> [YOUR INSTRUCTIONS]: Turn the lines below, from the one holding "Return one point per instance of the textured" through the one holding "[(431, 180)]", inclusive, into a Markdown table with the columns No. and Text, one row per line and blank lines omitted.

> [EXERCISE MATERIAL]:
------------------------------------------------------------------------

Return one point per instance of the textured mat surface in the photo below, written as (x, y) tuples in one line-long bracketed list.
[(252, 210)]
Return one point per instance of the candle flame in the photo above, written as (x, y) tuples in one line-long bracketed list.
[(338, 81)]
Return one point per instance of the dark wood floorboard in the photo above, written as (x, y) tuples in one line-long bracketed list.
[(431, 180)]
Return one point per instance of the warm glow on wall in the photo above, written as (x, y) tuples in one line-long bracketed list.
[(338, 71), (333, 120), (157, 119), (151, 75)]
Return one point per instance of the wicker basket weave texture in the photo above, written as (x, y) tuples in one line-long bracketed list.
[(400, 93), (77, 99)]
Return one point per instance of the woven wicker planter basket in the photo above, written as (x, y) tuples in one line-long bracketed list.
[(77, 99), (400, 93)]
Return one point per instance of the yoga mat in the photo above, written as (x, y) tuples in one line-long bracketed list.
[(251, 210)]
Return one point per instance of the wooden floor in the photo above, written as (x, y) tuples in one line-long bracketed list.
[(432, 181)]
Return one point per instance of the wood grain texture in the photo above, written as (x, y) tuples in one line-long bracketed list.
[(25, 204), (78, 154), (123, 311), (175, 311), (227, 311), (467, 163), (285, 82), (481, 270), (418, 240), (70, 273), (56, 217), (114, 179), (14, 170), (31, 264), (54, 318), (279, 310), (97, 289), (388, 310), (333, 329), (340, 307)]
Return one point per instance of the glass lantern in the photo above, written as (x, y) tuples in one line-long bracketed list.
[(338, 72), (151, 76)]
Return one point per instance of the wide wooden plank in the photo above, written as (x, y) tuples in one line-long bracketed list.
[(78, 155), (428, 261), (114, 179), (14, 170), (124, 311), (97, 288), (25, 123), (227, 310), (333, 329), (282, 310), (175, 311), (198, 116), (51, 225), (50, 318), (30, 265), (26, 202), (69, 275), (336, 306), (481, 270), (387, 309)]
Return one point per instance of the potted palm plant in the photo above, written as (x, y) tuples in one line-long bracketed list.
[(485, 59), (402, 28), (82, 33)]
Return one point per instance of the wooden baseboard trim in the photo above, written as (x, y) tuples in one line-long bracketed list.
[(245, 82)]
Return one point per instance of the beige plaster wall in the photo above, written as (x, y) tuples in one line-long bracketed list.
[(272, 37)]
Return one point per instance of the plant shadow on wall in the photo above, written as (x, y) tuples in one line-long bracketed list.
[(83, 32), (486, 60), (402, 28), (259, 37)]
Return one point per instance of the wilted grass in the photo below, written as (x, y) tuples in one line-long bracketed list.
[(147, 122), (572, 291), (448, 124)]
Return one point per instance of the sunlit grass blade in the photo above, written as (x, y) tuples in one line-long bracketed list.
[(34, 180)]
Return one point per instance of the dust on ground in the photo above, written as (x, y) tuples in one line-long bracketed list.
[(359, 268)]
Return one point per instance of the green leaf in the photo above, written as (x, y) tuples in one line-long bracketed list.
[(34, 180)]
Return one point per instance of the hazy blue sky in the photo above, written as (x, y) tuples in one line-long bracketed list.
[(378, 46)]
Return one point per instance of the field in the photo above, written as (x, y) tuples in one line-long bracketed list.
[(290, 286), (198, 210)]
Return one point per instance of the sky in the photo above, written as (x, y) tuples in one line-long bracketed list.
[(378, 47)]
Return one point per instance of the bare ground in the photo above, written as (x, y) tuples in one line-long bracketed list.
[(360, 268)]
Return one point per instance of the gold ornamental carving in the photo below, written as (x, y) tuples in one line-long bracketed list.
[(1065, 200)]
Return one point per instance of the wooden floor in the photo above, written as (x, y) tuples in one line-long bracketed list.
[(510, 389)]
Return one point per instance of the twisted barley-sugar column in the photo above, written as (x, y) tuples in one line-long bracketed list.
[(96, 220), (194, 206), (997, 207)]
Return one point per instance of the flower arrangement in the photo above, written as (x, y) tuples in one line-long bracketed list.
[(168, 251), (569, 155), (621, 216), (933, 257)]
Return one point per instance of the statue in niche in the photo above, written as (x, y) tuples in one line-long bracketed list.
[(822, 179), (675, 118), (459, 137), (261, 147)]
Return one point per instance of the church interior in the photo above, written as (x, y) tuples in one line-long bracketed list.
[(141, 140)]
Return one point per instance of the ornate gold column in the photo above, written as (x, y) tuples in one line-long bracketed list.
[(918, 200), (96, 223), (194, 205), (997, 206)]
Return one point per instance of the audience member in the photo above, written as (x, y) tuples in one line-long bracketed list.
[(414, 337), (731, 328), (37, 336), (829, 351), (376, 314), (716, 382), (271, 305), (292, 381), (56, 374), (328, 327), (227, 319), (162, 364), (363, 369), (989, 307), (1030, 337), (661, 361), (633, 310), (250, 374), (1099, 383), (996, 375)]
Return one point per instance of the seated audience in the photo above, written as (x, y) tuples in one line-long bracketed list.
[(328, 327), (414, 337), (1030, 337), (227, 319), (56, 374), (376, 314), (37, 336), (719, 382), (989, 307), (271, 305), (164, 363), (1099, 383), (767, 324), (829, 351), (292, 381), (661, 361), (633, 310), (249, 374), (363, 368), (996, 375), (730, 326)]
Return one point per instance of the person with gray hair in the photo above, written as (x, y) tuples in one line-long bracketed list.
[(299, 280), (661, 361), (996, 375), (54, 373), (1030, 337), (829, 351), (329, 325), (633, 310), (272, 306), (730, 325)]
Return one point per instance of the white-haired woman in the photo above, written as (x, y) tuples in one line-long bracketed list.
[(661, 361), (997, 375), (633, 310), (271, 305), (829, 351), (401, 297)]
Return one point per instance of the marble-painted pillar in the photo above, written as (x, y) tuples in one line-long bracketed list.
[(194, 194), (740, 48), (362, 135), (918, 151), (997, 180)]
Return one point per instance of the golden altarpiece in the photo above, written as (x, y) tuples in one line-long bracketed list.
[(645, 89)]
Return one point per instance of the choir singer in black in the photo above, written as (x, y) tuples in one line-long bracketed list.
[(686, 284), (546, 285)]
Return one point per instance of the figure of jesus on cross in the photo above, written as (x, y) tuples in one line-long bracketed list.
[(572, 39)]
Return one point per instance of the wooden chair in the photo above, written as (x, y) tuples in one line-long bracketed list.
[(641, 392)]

------------------------------------------------------------------------

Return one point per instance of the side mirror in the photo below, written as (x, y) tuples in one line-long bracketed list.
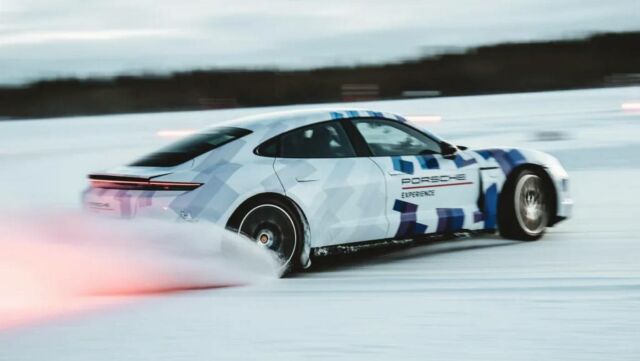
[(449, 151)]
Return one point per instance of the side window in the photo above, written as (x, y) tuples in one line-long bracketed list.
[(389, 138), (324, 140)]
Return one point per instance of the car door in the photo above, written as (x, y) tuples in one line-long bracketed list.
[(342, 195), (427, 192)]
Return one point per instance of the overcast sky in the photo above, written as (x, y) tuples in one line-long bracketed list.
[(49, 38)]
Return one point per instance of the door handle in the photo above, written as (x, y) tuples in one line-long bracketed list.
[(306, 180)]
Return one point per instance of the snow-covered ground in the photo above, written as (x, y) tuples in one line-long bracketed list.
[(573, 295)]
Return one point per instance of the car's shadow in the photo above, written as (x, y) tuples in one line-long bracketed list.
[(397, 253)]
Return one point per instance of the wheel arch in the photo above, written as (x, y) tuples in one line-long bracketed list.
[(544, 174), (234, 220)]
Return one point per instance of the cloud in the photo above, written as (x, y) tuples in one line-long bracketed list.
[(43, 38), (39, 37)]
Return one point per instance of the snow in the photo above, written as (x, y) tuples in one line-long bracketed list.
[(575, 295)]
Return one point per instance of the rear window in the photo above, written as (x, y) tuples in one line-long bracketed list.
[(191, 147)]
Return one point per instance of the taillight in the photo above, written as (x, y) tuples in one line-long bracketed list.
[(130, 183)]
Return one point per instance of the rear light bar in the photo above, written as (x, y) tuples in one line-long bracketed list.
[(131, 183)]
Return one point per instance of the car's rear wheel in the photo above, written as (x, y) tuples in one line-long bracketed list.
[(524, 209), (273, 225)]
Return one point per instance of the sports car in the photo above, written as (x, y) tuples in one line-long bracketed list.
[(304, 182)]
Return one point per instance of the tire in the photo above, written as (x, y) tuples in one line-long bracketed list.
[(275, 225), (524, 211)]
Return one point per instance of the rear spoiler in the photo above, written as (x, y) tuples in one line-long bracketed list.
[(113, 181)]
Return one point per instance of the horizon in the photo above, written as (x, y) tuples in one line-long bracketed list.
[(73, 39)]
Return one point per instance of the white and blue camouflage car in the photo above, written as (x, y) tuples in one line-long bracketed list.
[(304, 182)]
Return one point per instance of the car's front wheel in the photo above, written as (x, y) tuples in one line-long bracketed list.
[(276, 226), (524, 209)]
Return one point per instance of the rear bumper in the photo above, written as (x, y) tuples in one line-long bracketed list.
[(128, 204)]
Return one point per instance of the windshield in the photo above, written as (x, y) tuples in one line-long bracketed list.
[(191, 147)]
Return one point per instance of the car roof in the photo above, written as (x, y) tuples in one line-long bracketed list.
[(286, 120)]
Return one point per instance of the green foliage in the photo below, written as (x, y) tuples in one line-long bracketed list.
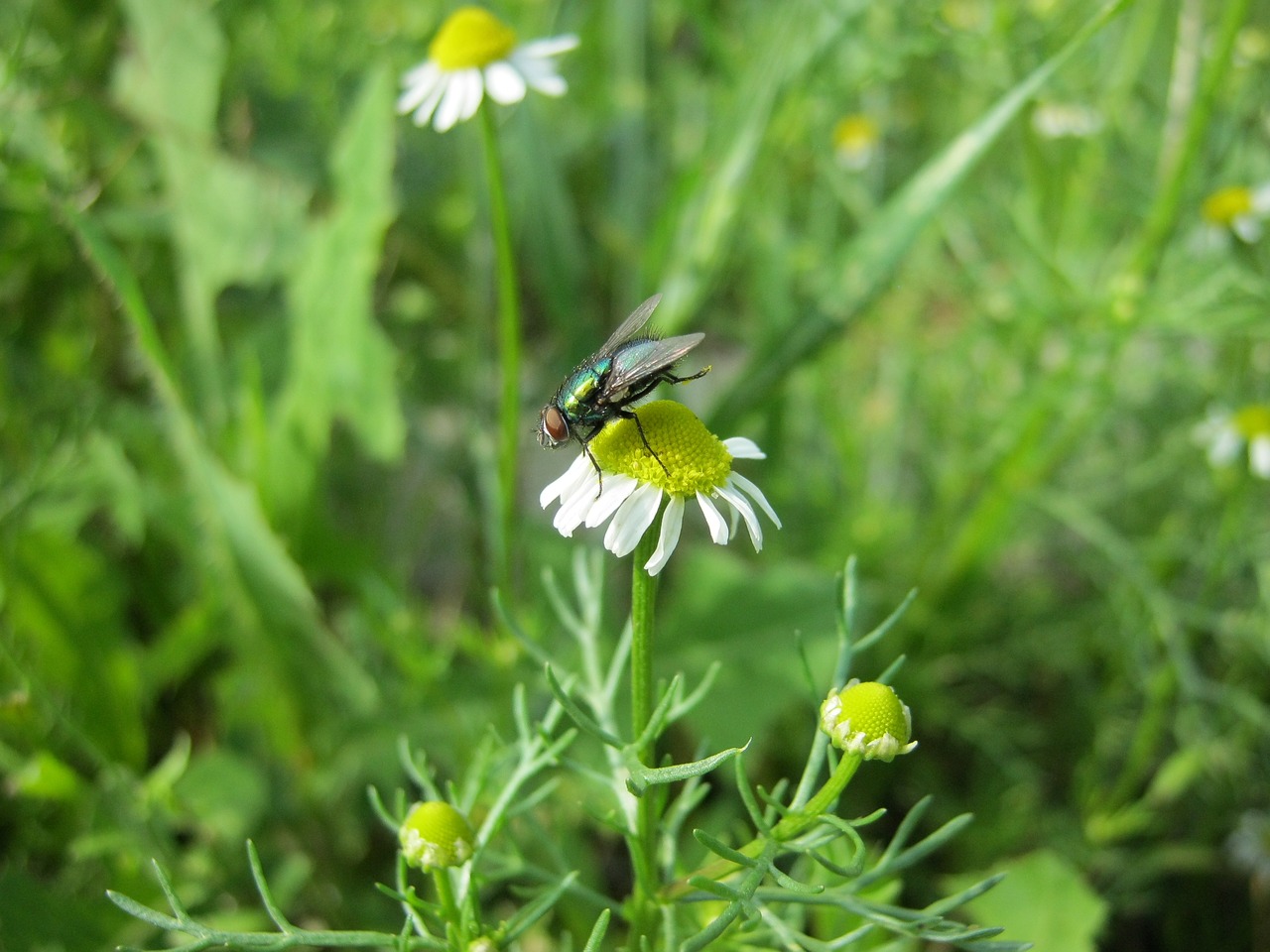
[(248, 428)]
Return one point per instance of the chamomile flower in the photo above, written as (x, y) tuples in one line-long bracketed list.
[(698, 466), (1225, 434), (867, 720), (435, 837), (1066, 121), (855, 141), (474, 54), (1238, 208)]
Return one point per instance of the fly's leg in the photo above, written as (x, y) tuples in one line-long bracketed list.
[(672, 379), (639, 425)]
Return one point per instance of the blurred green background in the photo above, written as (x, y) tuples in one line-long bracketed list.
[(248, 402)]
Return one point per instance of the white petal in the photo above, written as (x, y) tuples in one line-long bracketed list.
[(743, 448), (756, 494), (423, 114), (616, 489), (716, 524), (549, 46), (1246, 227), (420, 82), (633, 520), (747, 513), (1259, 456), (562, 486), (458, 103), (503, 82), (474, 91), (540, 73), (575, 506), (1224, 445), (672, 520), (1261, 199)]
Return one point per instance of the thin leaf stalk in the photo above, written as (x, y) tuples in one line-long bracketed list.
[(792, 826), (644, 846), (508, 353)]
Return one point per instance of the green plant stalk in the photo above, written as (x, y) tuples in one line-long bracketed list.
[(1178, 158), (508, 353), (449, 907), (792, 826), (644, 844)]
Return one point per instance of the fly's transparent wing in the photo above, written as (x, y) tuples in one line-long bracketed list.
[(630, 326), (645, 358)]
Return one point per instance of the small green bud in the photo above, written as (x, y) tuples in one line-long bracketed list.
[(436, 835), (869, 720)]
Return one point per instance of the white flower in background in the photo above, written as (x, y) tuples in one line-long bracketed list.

------------------------------------------------------------------------

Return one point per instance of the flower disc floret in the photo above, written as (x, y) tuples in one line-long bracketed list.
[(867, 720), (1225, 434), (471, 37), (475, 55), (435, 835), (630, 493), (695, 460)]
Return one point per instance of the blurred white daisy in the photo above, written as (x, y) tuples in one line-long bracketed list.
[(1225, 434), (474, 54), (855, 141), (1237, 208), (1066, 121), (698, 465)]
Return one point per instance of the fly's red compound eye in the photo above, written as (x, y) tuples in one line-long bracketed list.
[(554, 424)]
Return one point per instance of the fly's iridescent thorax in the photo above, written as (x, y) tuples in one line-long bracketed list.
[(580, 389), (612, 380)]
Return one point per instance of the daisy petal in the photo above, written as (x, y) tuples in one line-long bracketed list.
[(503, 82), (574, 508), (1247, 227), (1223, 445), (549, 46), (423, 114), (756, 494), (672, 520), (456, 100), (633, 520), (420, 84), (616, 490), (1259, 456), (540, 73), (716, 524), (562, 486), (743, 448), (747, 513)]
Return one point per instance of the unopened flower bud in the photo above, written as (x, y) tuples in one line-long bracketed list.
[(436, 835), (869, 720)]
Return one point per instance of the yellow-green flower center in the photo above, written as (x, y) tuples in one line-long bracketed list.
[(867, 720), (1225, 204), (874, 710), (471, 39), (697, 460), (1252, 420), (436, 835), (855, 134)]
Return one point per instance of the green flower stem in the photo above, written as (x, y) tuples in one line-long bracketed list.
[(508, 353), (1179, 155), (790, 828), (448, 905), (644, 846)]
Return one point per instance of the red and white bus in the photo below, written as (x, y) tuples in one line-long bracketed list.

------------------------------------------------------------------------

> [ANSWER TO THIS PROBLEM]:
| No. | Text |
|---|---|
| 1 | Return one point per instance of the textured mat surface in the photo below, written as (x, y) tuples in one line-long bracketed list. |
| 2 | [(252, 210)] |
| 3 | Return one point per instance of the candle flame in the photo above, written as (x, y) tuples in one line-long bracketed list. |
| 4 | [(338, 81)] |
| 5 | Return one point per instance of the dark wood floorboard in the photo above, written as (x, y) tuples in one line-long bracketed list. |
| 6 | [(431, 180)] |